⟨
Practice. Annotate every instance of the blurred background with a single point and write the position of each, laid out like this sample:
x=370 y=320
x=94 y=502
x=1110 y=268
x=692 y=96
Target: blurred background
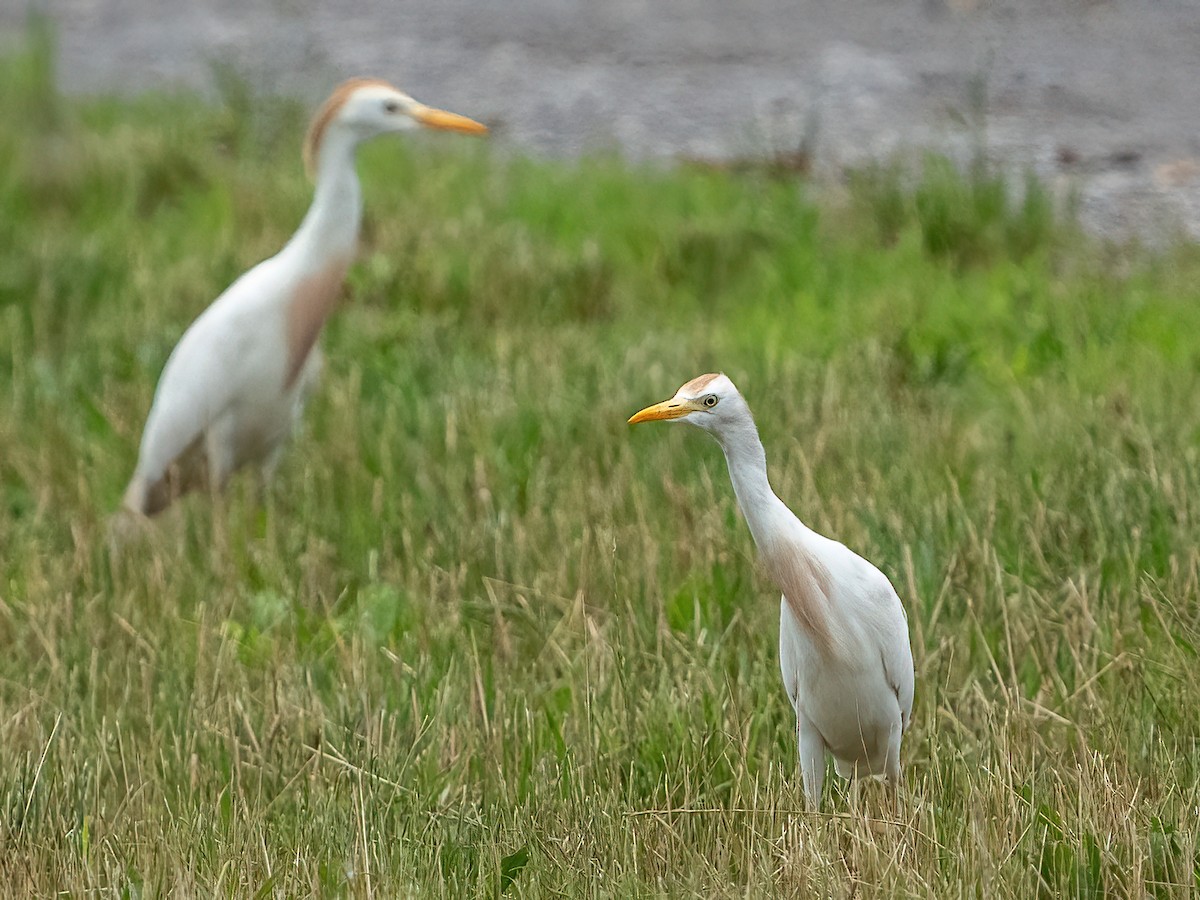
⟩
_Instructions to follow_:
If the records include pictures, omit them and transcribe everything else exactly.

_Written reply_:
Practice. Annotate every instance of the blurred background with a single point and write the position of each, laid out like this sample:
x=370 y=320
x=94 y=502
x=1110 y=268
x=692 y=96
Target: blurred background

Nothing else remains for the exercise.